■ Problem: Repeat the stretch of entries below from the line with "Target: white sky" through the line with "instance, sample <point>718,503</point>.". Include both ends and add nothing.

(Beginning of Excerpted records)

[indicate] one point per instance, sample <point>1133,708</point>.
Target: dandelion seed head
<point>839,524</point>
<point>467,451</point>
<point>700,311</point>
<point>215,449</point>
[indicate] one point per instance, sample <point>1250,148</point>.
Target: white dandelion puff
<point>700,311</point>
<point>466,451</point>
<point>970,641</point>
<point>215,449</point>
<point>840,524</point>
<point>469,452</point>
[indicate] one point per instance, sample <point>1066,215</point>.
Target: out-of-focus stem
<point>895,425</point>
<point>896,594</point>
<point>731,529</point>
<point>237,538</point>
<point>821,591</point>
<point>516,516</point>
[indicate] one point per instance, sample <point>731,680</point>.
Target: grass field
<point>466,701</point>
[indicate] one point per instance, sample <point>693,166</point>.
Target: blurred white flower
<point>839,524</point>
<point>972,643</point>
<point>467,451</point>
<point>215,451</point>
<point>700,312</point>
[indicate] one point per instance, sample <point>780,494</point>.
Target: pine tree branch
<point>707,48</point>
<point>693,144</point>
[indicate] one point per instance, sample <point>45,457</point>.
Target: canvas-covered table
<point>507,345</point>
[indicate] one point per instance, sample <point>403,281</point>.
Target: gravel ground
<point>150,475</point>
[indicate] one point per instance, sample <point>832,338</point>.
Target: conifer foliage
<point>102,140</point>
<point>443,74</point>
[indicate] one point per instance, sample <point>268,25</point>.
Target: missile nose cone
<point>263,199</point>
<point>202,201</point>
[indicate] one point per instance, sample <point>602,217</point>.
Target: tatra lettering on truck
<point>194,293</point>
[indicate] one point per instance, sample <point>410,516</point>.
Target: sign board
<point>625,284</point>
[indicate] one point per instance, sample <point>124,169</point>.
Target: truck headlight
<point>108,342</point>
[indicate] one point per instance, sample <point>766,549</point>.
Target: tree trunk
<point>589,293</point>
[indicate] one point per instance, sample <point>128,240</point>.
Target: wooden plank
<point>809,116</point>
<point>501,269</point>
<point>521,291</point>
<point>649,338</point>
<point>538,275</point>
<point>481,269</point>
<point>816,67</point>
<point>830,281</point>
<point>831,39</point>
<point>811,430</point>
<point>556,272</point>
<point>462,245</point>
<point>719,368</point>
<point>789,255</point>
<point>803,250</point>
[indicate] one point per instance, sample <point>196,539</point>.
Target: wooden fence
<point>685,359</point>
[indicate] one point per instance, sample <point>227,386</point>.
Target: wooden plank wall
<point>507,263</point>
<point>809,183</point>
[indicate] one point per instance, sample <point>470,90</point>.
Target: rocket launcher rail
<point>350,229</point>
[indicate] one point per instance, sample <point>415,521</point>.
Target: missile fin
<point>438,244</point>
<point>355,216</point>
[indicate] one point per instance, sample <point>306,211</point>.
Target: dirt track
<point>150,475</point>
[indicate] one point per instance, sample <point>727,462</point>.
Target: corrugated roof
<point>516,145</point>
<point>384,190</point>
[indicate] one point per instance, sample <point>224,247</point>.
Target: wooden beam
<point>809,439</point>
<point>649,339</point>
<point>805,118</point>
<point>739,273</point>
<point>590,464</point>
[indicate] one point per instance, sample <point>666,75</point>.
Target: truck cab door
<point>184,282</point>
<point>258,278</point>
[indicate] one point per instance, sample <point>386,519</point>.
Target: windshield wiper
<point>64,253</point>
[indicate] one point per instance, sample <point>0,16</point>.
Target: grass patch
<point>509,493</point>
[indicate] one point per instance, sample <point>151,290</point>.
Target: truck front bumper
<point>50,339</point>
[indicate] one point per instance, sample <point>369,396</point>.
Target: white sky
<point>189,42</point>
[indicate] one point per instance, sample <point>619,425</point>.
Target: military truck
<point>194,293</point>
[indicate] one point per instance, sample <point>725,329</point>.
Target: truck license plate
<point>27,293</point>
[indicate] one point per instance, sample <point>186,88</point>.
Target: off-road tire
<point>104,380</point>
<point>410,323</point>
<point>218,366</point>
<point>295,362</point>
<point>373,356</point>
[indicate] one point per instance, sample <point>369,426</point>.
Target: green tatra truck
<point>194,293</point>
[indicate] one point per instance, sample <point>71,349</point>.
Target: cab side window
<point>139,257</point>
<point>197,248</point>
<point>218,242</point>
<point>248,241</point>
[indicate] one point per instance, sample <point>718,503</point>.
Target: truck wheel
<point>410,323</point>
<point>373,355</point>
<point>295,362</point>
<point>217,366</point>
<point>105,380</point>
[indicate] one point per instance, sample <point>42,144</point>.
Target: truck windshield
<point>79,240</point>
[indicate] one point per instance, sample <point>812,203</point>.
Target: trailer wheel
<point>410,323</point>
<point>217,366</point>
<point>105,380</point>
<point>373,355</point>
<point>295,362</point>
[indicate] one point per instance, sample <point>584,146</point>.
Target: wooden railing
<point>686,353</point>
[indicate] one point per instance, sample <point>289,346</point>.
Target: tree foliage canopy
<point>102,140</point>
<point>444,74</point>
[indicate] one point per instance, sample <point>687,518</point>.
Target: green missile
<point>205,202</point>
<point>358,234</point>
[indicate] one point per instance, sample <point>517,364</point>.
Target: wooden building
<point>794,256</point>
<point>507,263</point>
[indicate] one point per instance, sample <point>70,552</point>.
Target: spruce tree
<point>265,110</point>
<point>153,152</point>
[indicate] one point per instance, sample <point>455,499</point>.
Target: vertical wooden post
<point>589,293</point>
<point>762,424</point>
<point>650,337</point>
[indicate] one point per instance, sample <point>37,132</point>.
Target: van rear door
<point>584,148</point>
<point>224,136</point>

(End of Excerpted records)

■ Finished task:
Target: white sky
<point>189,42</point>
[indicate] one point per instance, sample <point>619,425</point>.
Target: military truck
<point>194,293</point>
[indicate] one point per instance, sample <point>725,329</point>.
Target: truck license plate
<point>27,293</point>
[indicate] one point per instance, sample <point>186,88</point>.
Target: off-road tire
<point>104,380</point>
<point>410,323</point>
<point>218,366</point>
<point>295,362</point>
<point>373,356</point>
[indicate] one point per instance, sample <point>369,426</point>.
Target: green tatra truck
<point>194,293</point>
[indicate] one point per instance, sample <point>71,349</point>.
Target: cab side window
<point>139,257</point>
<point>197,248</point>
<point>218,242</point>
<point>248,241</point>
[indicate] one point per instance, sample <point>718,503</point>.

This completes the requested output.